- **AUFGABENSTELLUNG**: Übersetze bitte den Satz „Singer/Songwriter gibt es mittlerweile wie Sand am Meer, umso schwieriger ist es, sich aus dieser Masse herauszuheben.“ aus dem Text über Owen Pallett ins Englische.

- **TEXTAUSZUG**:
● ● ● ●
Owen Pallett im Porträt
Dem kanadischen Singer/Songwriter Owen Pallett gelingt ein erstaunlicher Mix: Er ist ein virtuoser Geigenspieler, gleichzeitig aber auch ein kreativer Kopf, wenn es darum geht, die analogen Klänge digital weiterzuverarbeiten. Gestern gastierte er im Wiener Brut.
8. April 2017, 21:58
Kulturjournal, 11.12.2014
Singer/Songwriter gibt es mittlerweile wie Sand am Meer, umso schwieriger ist es, sich aus dieser Masse herauszuheben. Dem Kanadier Owen Pallett gelingt das mit einem erstaunlichen Mix. Er ist ein virtuoser Geigenspieler, gleichzeitig aber auch ein kreativer Kopf, wenn es darum geht, die analogen Klänge digital weiterzuverarbeiten. Dazu kommen noch eine erstaunliche Stimme und schelmische, dabei aber gehörig in die Tiefe gehende Texte. Musiker von den Pet Shop Boys bis Arcade Fire suchen deshalb seine Zusammenarbeit und auch Hollywood hat schon seine Fühler nach ihm ausgestreckt.
● ● ● ●
(Auszug aus einer Materialsammlung)

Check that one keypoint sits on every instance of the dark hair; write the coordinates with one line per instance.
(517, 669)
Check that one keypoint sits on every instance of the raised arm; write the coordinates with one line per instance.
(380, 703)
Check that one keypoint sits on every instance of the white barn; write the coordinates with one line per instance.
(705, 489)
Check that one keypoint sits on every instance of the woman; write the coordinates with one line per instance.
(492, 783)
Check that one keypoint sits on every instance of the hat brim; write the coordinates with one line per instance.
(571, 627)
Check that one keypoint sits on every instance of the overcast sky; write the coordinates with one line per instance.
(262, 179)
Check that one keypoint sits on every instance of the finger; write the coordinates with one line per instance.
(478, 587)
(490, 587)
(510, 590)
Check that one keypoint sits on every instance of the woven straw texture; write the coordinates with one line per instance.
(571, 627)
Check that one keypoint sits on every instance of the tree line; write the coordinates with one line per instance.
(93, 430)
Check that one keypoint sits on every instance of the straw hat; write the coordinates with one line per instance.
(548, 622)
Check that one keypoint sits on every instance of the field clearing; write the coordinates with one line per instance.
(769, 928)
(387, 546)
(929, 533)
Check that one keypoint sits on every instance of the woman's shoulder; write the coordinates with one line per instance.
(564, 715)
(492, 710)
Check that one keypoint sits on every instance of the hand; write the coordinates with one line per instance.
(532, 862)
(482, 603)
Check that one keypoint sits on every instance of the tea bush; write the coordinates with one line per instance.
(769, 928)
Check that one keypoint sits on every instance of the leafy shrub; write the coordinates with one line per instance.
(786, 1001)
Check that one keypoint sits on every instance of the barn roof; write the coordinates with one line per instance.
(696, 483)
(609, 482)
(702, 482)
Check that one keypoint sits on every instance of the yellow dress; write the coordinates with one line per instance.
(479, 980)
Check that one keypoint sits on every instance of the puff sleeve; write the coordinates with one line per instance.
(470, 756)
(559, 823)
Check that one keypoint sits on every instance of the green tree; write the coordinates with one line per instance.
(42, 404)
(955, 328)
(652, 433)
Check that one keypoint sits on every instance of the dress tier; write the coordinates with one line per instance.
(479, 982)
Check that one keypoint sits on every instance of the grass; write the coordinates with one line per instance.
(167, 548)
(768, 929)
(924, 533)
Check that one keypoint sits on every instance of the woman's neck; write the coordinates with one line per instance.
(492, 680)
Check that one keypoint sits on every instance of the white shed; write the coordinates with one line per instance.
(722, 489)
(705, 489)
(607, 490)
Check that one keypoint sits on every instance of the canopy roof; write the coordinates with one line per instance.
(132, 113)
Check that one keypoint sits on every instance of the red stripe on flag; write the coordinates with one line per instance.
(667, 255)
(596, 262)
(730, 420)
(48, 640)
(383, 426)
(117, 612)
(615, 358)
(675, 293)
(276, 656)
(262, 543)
● ● ● ●
- **LÖSUNG**: Singer-songwriters are a dime a dozen these days, which makes it all the harder to stand out from the crowd.